- _WORK INSTRUCTIONS_
Please copy every record below exactly and leave out the pictures.
*** Opening of GIVEN RECORDS ***
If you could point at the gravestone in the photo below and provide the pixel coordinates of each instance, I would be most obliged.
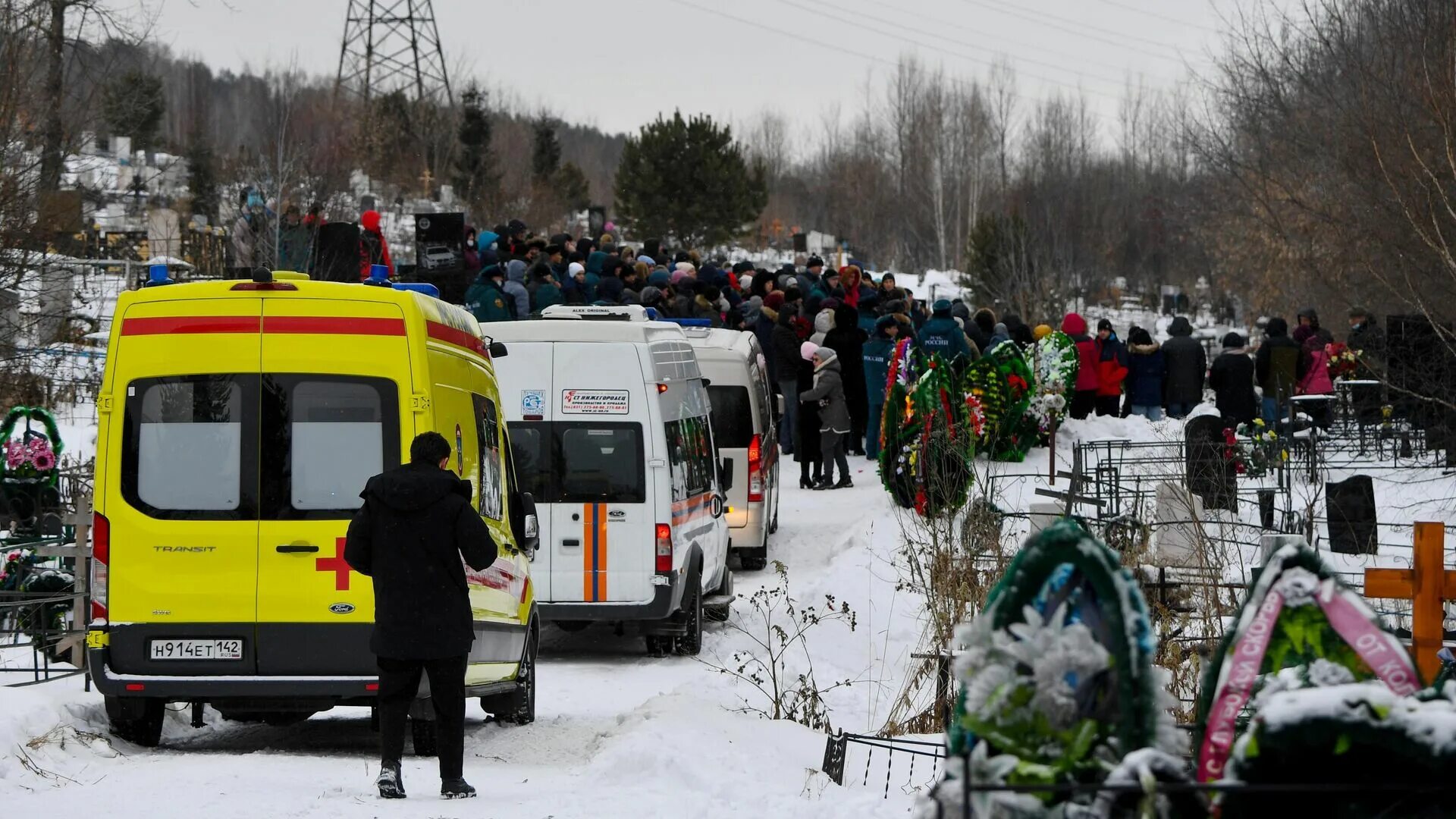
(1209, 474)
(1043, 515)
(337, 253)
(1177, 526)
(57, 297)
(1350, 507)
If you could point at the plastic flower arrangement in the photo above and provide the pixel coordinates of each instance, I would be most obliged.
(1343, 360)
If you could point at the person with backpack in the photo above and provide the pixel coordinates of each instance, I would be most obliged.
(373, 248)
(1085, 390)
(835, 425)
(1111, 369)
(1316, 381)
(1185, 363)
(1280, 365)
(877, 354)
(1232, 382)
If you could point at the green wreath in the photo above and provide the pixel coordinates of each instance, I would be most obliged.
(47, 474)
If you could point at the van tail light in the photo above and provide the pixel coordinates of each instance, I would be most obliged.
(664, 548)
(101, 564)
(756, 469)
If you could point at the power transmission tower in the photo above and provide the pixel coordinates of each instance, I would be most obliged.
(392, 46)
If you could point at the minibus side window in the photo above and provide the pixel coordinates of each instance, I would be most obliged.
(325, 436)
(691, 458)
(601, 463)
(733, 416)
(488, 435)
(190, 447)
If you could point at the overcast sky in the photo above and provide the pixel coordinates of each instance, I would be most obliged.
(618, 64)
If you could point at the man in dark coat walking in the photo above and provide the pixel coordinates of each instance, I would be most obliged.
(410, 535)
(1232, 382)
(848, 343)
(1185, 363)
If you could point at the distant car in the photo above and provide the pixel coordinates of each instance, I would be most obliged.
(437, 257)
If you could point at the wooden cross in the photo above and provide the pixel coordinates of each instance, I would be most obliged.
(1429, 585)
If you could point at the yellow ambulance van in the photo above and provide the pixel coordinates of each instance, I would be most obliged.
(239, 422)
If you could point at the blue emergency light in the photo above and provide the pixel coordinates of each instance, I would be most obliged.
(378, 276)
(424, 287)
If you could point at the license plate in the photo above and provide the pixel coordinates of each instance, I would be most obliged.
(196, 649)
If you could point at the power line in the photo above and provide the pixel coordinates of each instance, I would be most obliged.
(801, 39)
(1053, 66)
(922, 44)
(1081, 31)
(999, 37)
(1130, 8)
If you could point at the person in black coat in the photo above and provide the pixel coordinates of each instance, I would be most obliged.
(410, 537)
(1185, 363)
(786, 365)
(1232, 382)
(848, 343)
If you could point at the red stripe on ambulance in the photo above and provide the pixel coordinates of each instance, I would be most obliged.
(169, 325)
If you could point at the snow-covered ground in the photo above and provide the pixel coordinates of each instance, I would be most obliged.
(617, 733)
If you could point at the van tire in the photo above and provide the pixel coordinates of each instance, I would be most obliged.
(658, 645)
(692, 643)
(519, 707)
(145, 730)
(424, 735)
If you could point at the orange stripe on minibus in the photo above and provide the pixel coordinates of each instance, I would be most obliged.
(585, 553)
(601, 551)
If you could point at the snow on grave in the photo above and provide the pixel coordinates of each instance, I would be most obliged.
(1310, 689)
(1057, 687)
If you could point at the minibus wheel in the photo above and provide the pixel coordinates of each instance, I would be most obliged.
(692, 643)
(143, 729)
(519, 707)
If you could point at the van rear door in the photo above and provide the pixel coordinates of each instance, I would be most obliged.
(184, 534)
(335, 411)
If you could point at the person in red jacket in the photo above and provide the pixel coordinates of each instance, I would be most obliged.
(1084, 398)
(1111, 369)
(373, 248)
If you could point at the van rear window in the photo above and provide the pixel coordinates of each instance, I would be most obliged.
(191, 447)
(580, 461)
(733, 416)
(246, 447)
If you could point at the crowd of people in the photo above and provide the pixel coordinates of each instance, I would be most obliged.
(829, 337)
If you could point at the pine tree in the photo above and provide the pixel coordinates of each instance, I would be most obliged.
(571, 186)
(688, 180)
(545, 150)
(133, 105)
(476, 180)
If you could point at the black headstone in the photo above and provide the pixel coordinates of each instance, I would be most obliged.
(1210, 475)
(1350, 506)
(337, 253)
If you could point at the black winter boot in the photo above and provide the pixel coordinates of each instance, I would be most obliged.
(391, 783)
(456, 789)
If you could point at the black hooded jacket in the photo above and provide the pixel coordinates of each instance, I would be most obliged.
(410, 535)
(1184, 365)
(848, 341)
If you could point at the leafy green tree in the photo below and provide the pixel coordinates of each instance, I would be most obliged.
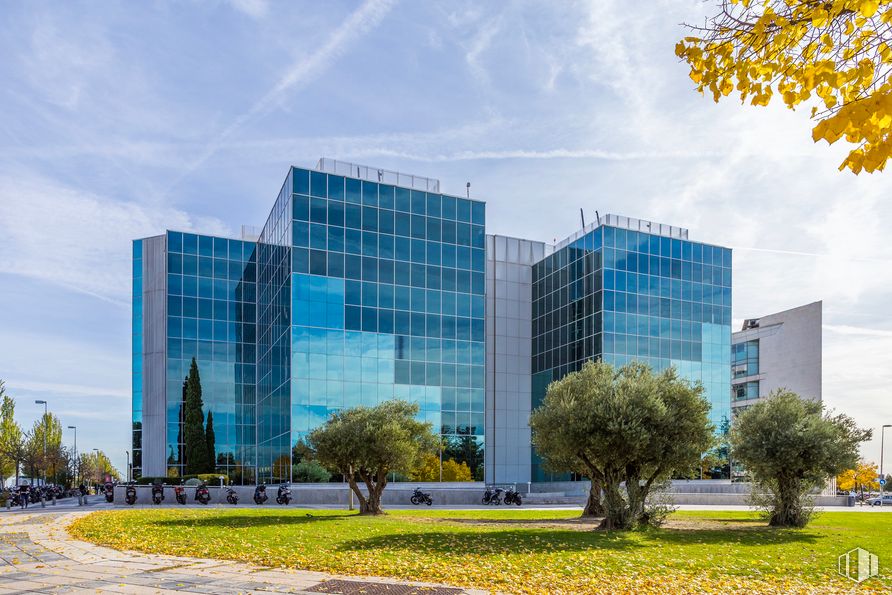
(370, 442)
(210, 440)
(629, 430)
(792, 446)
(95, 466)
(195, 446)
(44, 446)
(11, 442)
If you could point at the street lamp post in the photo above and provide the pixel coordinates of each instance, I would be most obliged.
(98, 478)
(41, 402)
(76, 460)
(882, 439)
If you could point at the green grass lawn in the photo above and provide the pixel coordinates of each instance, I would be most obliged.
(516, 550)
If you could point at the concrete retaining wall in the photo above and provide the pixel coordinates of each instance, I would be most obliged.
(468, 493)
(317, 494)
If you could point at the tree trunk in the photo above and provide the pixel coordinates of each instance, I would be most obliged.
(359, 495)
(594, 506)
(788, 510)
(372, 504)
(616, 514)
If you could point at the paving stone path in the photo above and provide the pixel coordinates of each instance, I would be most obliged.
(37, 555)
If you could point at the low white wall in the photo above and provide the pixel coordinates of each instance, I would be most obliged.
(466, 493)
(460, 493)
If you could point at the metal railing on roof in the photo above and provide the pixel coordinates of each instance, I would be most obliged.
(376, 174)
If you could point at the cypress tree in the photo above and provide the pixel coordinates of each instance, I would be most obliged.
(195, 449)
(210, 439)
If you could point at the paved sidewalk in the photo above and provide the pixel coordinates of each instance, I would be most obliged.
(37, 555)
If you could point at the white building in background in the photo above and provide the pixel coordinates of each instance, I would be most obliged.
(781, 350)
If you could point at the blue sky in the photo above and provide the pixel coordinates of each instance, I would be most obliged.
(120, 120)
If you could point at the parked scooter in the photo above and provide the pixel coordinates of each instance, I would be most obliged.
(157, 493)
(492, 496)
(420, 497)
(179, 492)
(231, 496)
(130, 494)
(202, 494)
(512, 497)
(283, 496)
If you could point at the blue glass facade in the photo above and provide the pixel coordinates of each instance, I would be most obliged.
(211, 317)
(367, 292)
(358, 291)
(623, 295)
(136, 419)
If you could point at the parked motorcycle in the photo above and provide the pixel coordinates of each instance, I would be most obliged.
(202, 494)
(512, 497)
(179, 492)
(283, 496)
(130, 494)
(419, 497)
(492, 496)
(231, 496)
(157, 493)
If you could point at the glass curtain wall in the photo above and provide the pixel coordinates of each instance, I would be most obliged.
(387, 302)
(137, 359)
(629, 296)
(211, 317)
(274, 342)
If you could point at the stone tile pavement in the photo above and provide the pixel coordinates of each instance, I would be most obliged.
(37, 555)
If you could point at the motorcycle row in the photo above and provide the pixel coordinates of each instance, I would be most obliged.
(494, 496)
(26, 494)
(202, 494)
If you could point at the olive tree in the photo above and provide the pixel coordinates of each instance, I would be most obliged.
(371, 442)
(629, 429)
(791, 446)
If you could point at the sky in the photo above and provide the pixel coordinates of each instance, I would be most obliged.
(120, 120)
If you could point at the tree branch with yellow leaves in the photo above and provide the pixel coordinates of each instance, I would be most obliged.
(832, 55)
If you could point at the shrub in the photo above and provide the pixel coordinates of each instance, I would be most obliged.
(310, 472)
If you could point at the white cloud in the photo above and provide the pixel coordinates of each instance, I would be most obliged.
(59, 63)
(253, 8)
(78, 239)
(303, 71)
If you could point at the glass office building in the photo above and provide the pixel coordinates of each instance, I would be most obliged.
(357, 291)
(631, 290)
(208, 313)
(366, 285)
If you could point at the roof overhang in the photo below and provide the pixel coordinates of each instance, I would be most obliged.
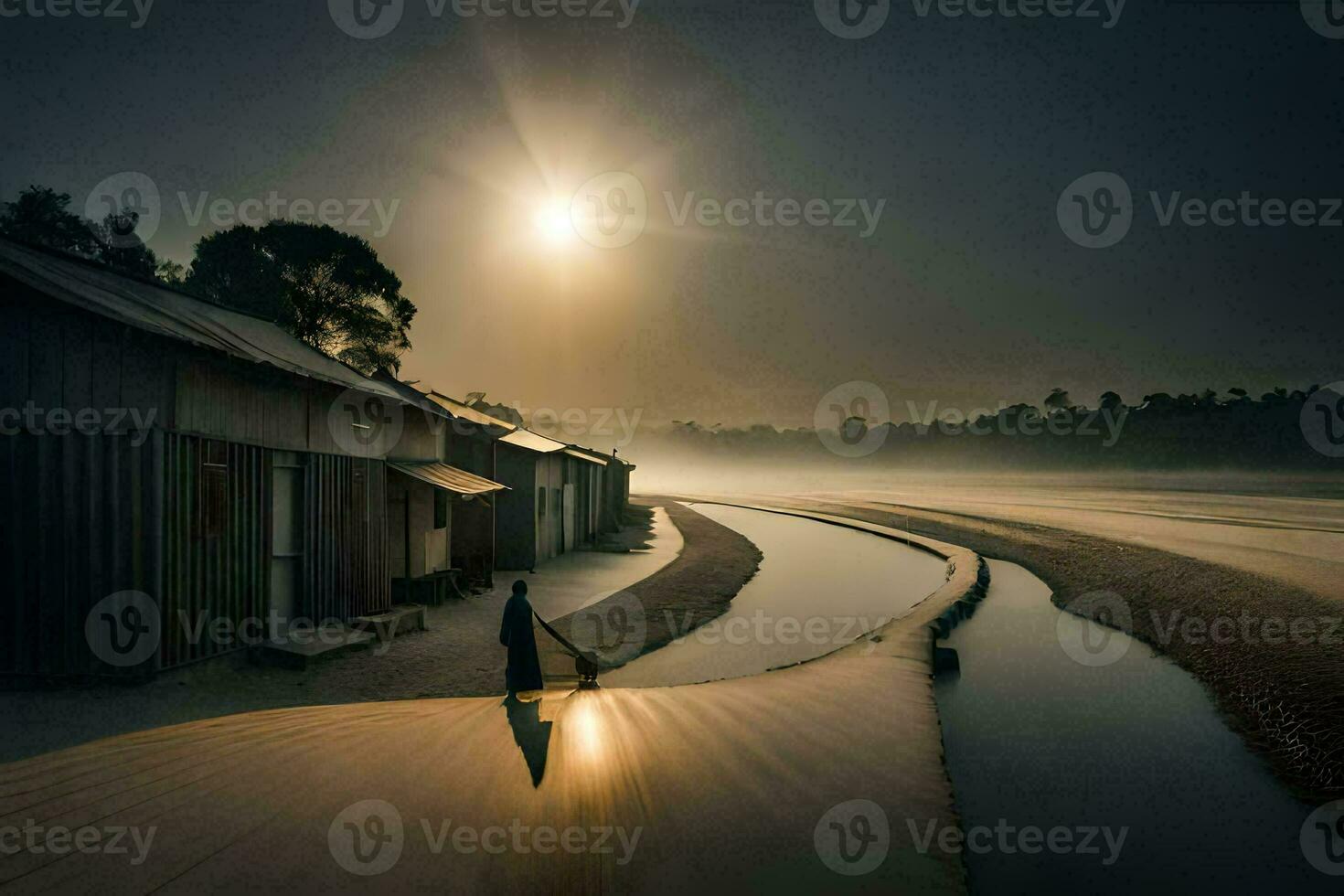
*** Close of GIVEN RECORDS ***
- _RESPONSE AREA_
If you could point at the gravestone in the photo below and provide the pixel coordinates of each instance, I would be most obliged.
(1209, 474)
(1043, 515)
(337, 253)
(1177, 526)
(57, 297)
(1350, 507)
If you could point at the plastic flower arrangement in the photo above and provide the pixel coordinates of each instance, I would be most obliged.
(1343, 360)
If you could point at the person with backpack in the photo above and provide the pixel coordinates of each instance, I would be most obliged.
(373, 248)
(1085, 390)
(835, 425)
(1111, 369)
(1316, 381)
(1185, 363)
(1280, 365)
(877, 354)
(1232, 382)
If you could point at the green wreath in the photo above and provide the pixel coordinates of each instance, I would be most obliged.
(47, 474)
If you could point at the van tail light in the photo above and provide the pixel coordinates of each instance, I would be most obliged.
(664, 548)
(101, 564)
(756, 469)
If you could point at the power transmission tower in the photo above and provide the pixel coordinates of each instance, I would be most obliged.
(392, 46)
If you could point at the minibus side window in the photo above and provide the pixel coordinates of each instance, I would be most obliged.
(325, 436)
(691, 458)
(601, 463)
(733, 416)
(488, 435)
(190, 447)
If you could point at the overcast sky in the photo above and provide the pixel coordinates of each instance, I would be most obliged.
(618, 64)
If you could point at the man in dark coat walking in the photo above and provide the pixel coordinates of each instance, I would be most obliged.
(410, 535)
(1232, 382)
(848, 343)
(1185, 363)
If you could point at the distant car in the photo above and provide the pixel coordinates of each instance, I would be most obliged.
(437, 257)
If you could point at the wooden cross in the photo above and provide the pixel coordinates of each instance, I would be most obliged.
(1429, 585)
If you could point at the yellow ambulance van in the photo above and provide the pixel coordinates of each instance, I would be most obliged.
(239, 422)
If you could point at the blue emergency light in the photo above and provide the pixel coordinates of each instance, I would be most obliged.
(378, 276)
(424, 287)
If you could point at the license plate in the photo above and provide the pixel coordinates of each instance, I would be most obliged.
(196, 649)
If you could point at the power line in the photo above and provide the pixel coordinates of each instance, I would be most obliged.
(801, 39)
(1053, 66)
(922, 44)
(1081, 31)
(999, 37)
(1130, 8)
If you could point at the person in black coat in the photo above and provide the pixel coordinates of each instance, I would be most obliged.
(410, 537)
(1185, 363)
(786, 365)
(1232, 382)
(848, 343)
If you could point at the red stripe on ambulance in the photo above and provide the pixel coordinates of each instance, I would be most obliged.
(169, 325)
If you could point at the snow-covered ground in the photo above and provide the pixel coordinates of each instance, I would be most obliged.
(617, 733)
If you could point at the van tire in the photo above and provide the pixel coordinates of each instance, I would be most obliged.
(658, 645)
(692, 643)
(519, 707)
(145, 730)
(424, 735)
If you could point at the orange stripe on minibus in the photo above and provide the pixel coordinates of each instance, I would be most obliged.
(585, 553)
(601, 551)
If you could point at the snow on grave in the photo above and provide the pixel coordinates of each instance, I would be most obliged.
(1310, 689)
(1057, 687)
If you could point at the minibus wheel in the photo above and provide the pixel coordinates of each instance, I would be most obliged.
(692, 643)
(143, 729)
(519, 707)
If you could point at the van rear door in the photo above and provide the pixel coordinates of each instance, I would be most obliged.
(184, 534)
(335, 411)
If you could point at the person in red jacket in the photo above and provide the pixel coordinates of each instance, I would be most obliged.
(1084, 398)
(1111, 369)
(373, 248)
If you could point at the van rear window in the photo above and provide the pixel coordinates of each instance, I would be most obliged.
(191, 447)
(580, 461)
(733, 416)
(246, 447)
If you could point at the crowd of people in the photo above and provide the pixel coordinates of each instance, I would be most obliged.
(829, 337)
If you could point at the pine tree in the photo above and provide the pixel coordinates of each instance, I would be most obliged.
(571, 186)
(688, 180)
(545, 150)
(133, 105)
(476, 180)
If you could point at the black headstone in the photo above and provide the pixel coordinates of each instance, I would be most obliged.
(1210, 475)
(1350, 506)
(337, 253)
If you could point at the black winter boot in the photo above and provide the pixel coordinates of each instance, I would be most obliged.
(391, 783)
(456, 789)
If you could point at the black hooded jacket in the photo above and provide the pixel coordinates of each instance, I would be most obliged.
(410, 535)
(1184, 365)
(848, 341)
If you could point at the leafy green tree in the photo below and provide the pixel coordinates of each instance, I would be most obliged.
(370, 442)
(210, 440)
(629, 430)
(792, 446)
(95, 466)
(195, 446)
(44, 446)
(11, 442)
If you could point at the street lamp post in the photo above and provide the pixel coordinates of each instance, I would be most obliged.
(98, 478)
(41, 402)
(76, 460)
(882, 439)
If you could point at the green grass lawn in the photo above and provide the pixel coordinates of each instance, I would be most obliged.
(516, 550)
If you could point at the concrete retaining wall in the photo above and provide the pixel coordinates of each instance, I would be most obliged.
(468, 493)
(317, 494)
If you could point at the tree trunk in the photo above and provide the pixel coordinates of each instance, I would be most obliged.
(359, 495)
(594, 506)
(788, 510)
(372, 504)
(616, 514)
If you could point at the paving stone path in the photo above and provide the pixel coordinates of each instance, I would be most obliged.
(37, 555)
If you could point at the low white wall in the photo above and provide the pixel coordinates of each instance, I would be most obliged.
(466, 493)
(460, 493)
If you could point at the metal railing on roof in the photo above and provide the pixel coordinates of each instance, I would be most obliged.
(376, 174)
If you could point at the cypress tree in the photo above and provide the pixel coordinates of each instance, I would be most obliged.
(195, 449)
(210, 439)
If you could point at the paved sidewalk in the photo above and provide the pixel coordinates of each instance, I would be most obliged.
(37, 555)
If you could point at the white building in background in the photo above and provide the pixel coordinates of each instance, I would be most obliged.
(781, 350)
If you could point at the blue sky in the photo above and provide the pixel coordinates of each instance, I would be most obliged.
(120, 120)
If you could point at the parked scooter in the photo above and provide the pixel coordinates of each instance, I would be most obliged.
(157, 493)
(492, 496)
(420, 497)
(179, 492)
(231, 496)
(130, 494)
(202, 494)
(512, 497)
(283, 496)
If you could point at the blue glass facade in the photo above and provide the pixel coordinates of each instance, I would be most obliged.
(211, 317)
(367, 292)
(358, 291)
(623, 295)
(136, 419)
If you could point at the parked motorcycle in the photo above and provide the pixel coordinates of each instance, I would be most obliged.
(202, 494)
(512, 497)
(179, 492)
(283, 496)
(130, 494)
(419, 497)
(492, 496)
(231, 496)
(157, 493)
If you could point at the glass curtain wall in the photo above and provide the pixel coordinates of each instance, I would be most obliged.
(387, 302)
(137, 359)
(629, 296)
(211, 317)
(274, 342)
If you could point at the stone tile pavement in the photo above and provide the pixel coordinates of each instance, I would be most obliged.
(37, 555)
If you could point at the motorcycle row in the photo above and provide the pixel coordinates of each instance, I would be most obliged.
(494, 496)
(26, 494)
(202, 494)
If you could point at the olive tree in the photo above and provide the pixel coordinates of each instance, I would be most obliged.
(371, 442)
(629, 429)
(791, 446)
If you could point at the sky in the photo above and provide the pixel coordinates of each instance, I would be most obliged.
(120, 120)
If you could point at the tree branch with yellow leaves in the photo above and provide the pixel coordinates of each instance, I would be most obliged.
(832, 55)
If you could point at the shrub in the photo above and provide the pixel coordinates of each instance, I would be most obliged.
(310, 472)
If you could point at the white cloud in the photo above and provide the pixel coordinates of each instance, I would be most obliged.
(59, 63)
(253, 8)
(78, 239)
(303, 71)
If you could point at the glass office building in the photo above and provide the pixel coordinates of each instance, I would be most obliged.
(357, 291)
(631, 290)
(208, 313)
(366, 285)
If you could point at the roof overhang in the photo below and provide the pixel coordinates of each instance, I would be most obliged.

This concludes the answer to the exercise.